What you are asked to do:
Apart from the pictures, write out the records that follow exactly.
___ Data listing ___
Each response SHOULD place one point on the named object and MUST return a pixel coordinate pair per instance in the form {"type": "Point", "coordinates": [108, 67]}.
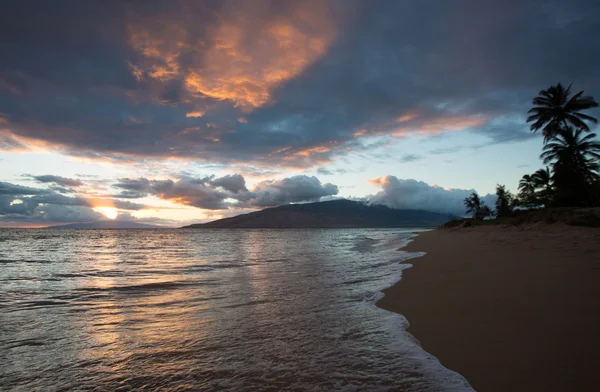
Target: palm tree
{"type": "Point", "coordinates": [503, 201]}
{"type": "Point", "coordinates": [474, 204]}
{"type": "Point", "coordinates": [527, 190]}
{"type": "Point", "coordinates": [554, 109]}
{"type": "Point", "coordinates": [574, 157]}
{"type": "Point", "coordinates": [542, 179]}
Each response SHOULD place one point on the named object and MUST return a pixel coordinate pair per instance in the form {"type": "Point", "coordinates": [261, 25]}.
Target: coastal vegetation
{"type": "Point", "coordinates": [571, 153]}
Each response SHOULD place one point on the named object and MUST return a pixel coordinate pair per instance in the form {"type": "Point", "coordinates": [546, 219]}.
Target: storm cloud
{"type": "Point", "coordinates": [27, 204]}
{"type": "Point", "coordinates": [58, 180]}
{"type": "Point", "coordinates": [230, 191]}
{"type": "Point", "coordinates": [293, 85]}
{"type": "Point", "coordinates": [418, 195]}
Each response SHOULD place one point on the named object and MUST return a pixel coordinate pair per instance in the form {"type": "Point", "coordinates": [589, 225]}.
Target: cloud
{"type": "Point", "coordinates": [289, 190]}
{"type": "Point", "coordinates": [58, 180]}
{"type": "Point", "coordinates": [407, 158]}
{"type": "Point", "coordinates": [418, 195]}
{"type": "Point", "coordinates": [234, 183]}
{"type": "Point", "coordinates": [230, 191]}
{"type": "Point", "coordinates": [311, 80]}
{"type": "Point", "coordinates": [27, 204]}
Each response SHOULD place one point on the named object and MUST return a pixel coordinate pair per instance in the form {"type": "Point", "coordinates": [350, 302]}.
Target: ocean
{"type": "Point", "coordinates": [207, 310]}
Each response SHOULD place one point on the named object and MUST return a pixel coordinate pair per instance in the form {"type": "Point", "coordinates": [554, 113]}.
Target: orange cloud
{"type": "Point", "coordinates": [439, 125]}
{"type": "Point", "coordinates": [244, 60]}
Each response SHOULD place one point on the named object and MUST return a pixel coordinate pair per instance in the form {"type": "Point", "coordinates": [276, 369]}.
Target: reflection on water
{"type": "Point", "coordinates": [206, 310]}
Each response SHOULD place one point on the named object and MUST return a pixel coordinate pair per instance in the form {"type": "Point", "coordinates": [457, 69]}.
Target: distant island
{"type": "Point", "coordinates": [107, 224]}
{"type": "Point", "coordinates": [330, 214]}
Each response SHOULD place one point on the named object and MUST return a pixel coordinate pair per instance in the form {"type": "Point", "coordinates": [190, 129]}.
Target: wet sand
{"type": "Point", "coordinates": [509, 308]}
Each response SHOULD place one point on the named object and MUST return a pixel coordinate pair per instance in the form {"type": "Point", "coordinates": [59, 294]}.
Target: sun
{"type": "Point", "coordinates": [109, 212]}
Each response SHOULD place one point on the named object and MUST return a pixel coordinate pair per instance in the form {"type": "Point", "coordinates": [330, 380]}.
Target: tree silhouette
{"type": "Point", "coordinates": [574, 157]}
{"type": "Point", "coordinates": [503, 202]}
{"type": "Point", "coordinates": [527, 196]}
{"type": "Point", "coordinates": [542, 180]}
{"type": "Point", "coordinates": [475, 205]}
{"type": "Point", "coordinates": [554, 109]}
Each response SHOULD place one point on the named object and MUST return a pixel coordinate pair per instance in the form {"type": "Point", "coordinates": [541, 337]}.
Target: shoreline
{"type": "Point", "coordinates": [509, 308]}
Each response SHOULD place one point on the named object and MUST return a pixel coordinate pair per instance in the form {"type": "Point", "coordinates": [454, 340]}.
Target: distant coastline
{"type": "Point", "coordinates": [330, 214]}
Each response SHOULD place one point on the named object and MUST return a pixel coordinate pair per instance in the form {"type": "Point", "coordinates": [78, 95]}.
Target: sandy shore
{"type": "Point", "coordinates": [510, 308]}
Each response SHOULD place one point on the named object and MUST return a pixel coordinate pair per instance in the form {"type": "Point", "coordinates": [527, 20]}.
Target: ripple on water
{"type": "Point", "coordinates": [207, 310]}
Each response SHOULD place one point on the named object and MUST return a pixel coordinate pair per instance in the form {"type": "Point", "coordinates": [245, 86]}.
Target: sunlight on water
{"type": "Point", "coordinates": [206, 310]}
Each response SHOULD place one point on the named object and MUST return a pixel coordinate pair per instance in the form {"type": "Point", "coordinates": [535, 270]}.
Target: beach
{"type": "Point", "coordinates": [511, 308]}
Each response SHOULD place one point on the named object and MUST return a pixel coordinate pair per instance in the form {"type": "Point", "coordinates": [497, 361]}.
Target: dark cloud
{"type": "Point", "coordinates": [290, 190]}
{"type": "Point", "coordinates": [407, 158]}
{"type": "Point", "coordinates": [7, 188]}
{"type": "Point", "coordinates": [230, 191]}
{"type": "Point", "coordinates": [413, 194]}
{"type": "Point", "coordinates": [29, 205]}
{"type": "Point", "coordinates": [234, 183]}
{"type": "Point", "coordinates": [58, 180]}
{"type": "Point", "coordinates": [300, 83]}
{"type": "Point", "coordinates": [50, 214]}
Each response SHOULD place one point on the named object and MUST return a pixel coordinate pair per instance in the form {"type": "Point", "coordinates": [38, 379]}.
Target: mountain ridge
___
Output for this exercise:
Each response SHOULD place one point on the named object and MUST return a pixel coordinate pair per instance in the form {"type": "Point", "coordinates": [108, 67]}.
Target: palm tree
{"type": "Point", "coordinates": [503, 201]}
{"type": "Point", "coordinates": [474, 204]}
{"type": "Point", "coordinates": [527, 190]}
{"type": "Point", "coordinates": [554, 109]}
{"type": "Point", "coordinates": [574, 157]}
{"type": "Point", "coordinates": [542, 179]}
Each response SHOULD place one point on the named object and MUST return a pixel coordinate pair per instance in the form {"type": "Point", "coordinates": [261, 25]}.
Target: coastal vegetation
{"type": "Point", "coordinates": [571, 153]}
Each response SHOULD place one point on the named object and MUST return a pixel coordinate pair per instance in the form {"type": "Point", "coordinates": [546, 219]}.
Target: storm cloud
{"type": "Point", "coordinates": [27, 204]}
{"type": "Point", "coordinates": [58, 180]}
{"type": "Point", "coordinates": [230, 191]}
{"type": "Point", "coordinates": [293, 85]}
{"type": "Point", "coordinates": [418, 195]}
Each response SHOULD place one point on the named object and MUST return a pixel coordinate pair per instance in the form {"type": "Point", "coordinates": [589, 225]}.
Target: cloud
{"type": "Point", "coordinates": [289, 190]}
{"type": "Point", "coordinates": [58, 180]}
{"type": "Point", "coordinates": [407, 158]}
{"type": "Point", "coordinates": [418, 195]}
{"type": "Point", "coordinates": [234, 183]}
{"type": "Point", "coordinates": [230, 191]}
{"type": "Point", "coordinates": [311, 80]}
{"type": "Point", "coordinates": [27, 204]}
Each response SHOULD place one point on the named object and MUST return a pixel coordinate pair per instance in the form {"type": "Point", "coordinates": [350, 302]}.
Target: ocean
{"type": "Point", "coordinates": [207, 310]}
Each response SHOULD place one point on the named object and MUST return a pixel coordinate pair per instance in the form {"type": "Point", "coordinates": [554, 113]}.
Target: orange cloud
{"type": "Point", "coordinates": [439, 125]}
{"type": "Point", "coordinates": [244, 60]}
Each response SHOULD place one point on the named object and MUST return a pixel coordinate pair per instance in the form {"type": "Point", "coordinates": [276, 369]}.
Target: reflection on water
{"type": "Point", "coordinates": [206, 310]}
Each response SHOULD place one point on the named object and MUST return a pixel coordinate pair per instance in the form {"type": "Point", "coordinates": [457, 69]}.
Target: distant island
{"type": "Point", "coordinates": [107, 224]}
{"type": "Point", "coordinates": [330, 214]}
Each response SHOULD place one point on the named object and MUST return a pixel coordinate pair per instance in the form {"type": "Point", "coordinates": [190, 129]}.
Target: wet sand
{"type": "Point", "coordinates": [509, 308]}
Each response SHOULD place one point on the named object and MUST return a pixel coordinate pair per instance in the form {"type": "Point", "coordinates": [59, 294]}.
Target: sun
{"type": "Point", "coordinates": [109, 212]}
Each response SHOULD place one point on the named object and MUST return a pixel coordinate pair per instance in the form {"type": "Point", "coordinates": [330, 380]}.
Target: tree silhouette
{"type": "Point", "coordinates": [574, 157]}
{"type": "Point", "coordinates": [503, 202]}
{"type": "Point", "coordinates": [527, 196]}
{"type": "Point", "coordinates": [542, 180]}
{"type": "Point", "coordinates": [475, 205]}
{"type": "Point", "coordinates": [554, 109]}
Each response SHOULD place one point on the named object and MUST return a pixel coordinate pair per instance in the form {"type": "Point", "coordinates": [541, 337]}.
Target: shoreline
{"type": "Point", "coordinates": [509, 308]}
Each response SHOULD place one point on the named object and MUST return a pixel coordinate pair per instance in the form {"type": "Point", "coordinates": [454, 340]}.
Target: distant coastline
{"type": "Point", "coordinates": [330, 214]}
Each response SHOULD place one point on the named object and MUST return a pixel coordinate pair per instance in the form {"type": "Point", "coordinates": [78, 95]}.
Target: sandy shore
{"type": "Point", "coordinates": [510, 308]}
Each response SHOULD place one point on the named object and MUST return a pixel coordinate pair per instance in the form {"type": "Point", "coordinates": [527, 20]}.
Target: ripple on water
{"type": "Point", "coordinates": [207, 310]}
Each response SHOULD place one point on the named object and MUST return a pixel coordinate pair per instance in the form {"type": "Point", "coordinates": [245, 86]}.
Target: sunlight on water
{"type": "Point", "coordinates": [206, 310]}
Each response SHOULD place one point on the named object and MUST return a pixel coordinate pair per instance in the form {"type": "Point", "coordinates": [535, 270]}.
Target: beach
{"type": "Point", "coordinates": [511, 308]}
Each response SHOULD place one point on the named object and MUST return a pixel coordinate pair per instance in the form {"type": "Point", "coordinates": [497, 361]}.
Target: dark cloud
{"type": "Point", "coordinates": [290, 190]}
{"type": "Point", "coordinates": [407, 158]}
{"type": "Point", "coordinates": [7, 188]}
{"type": "Point", "coordinates": [230, 191]}
{"type": "Point", "coordinates": [413, 194]}
{"type": "Point", "coordinates": [29, 205]}
{"type": "Point", "coordinates": [234, 183]}
{"type": "Point", "coordinates": [58, 180]}
{"type": "Point", "coordinates": [300, 83]}
{"type": "Point", "coordinates": [50, 214]}
Each response SHOULD place one point on the named object and MUST return a pixel coordinate pair per instance in the form {"type": "Point", "coordinates": [38, 379]}.
Target: mountain ridge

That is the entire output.